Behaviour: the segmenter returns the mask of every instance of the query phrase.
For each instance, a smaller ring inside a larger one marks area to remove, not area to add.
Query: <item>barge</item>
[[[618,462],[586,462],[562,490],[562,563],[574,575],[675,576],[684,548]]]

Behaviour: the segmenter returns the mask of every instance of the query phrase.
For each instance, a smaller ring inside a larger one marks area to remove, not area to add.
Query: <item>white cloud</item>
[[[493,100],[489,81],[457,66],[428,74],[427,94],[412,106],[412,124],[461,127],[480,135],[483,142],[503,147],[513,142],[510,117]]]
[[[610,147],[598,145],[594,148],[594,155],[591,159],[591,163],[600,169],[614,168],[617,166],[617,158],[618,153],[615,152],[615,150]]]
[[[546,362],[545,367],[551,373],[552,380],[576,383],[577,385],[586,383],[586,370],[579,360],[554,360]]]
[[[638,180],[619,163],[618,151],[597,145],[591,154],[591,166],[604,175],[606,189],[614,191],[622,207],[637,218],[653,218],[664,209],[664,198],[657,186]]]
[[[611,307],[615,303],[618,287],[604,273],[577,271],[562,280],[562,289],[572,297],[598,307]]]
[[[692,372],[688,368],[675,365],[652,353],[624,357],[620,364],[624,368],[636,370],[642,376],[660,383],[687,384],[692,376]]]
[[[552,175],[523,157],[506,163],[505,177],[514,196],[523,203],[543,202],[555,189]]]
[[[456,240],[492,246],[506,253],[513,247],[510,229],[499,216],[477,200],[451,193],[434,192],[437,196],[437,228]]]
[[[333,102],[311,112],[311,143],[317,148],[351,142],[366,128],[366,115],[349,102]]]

*Problem statement:*
Please reproduce the entire listing above word for word, keeping every line.

*Result:*
Behaviour: the segmenter returns the mask of every instance of the query phrase.
For each instance, a smaller ring inside a larger one marks area to remove, not area to add.
Query: <item>barge</item>
[[[618,462],[586,462],[562,490],[562,563],[574,575],[675,576],[684,548]]]

Behaviour: the segmenter returns the mask of every instance of the query phrase.
For each instance, a smaller ring inside a larger one marks area to remove, not area to add.
Query: <item>white cloud</item>
[[[493,100],[489,81],[457,66],[428,74],[427,94],[412,106],[412,124],[461,127],[480,135],[483,142],[503,147],[513,142],[510,117]]]
[[[610,147],[598,145],[594,148],[594,155],[591,159],[591,163],[600,169],[614,168],[617,166],[617,158],[618,153],[615,152],[615,150]]]
[[[546,362],[545,367],[551,373],[552,380],[576,383],[577,385],[586,383],[586,370],[579,360],[554,360]]]
[[[638,180],[619,163],[618,151],[597,145],[591,154],[591,166],[604,175],[606,189],[614,191],[622,207],[637,218],[653,218],[664,209],[664,198],[657,186]]]
[[[611,307],[615,303],[618,287],[604,273],[577,271],[562,280],[562,289],[572,297],[598,307]]]
[[[692,372],[688,368],[675,365],[652,353],[624,357],[620,364],[624,368],[636,370],[642,376],[660,383],[687,384],[692,376]]]
[[[552,175],[523,157],[506,163],[505,177],[514,196],[523,203],[543,202],[555,189]]]
[[[456,240],[492,246],[506,253],[513,247],[510,229],[499,216],[477,200],[451,193],[434,192],[437,196],[437,228]]]
[[[333,102],[311,112],[311,143],[317,148],[351,142],[366,128],[366,115],[349,102]]]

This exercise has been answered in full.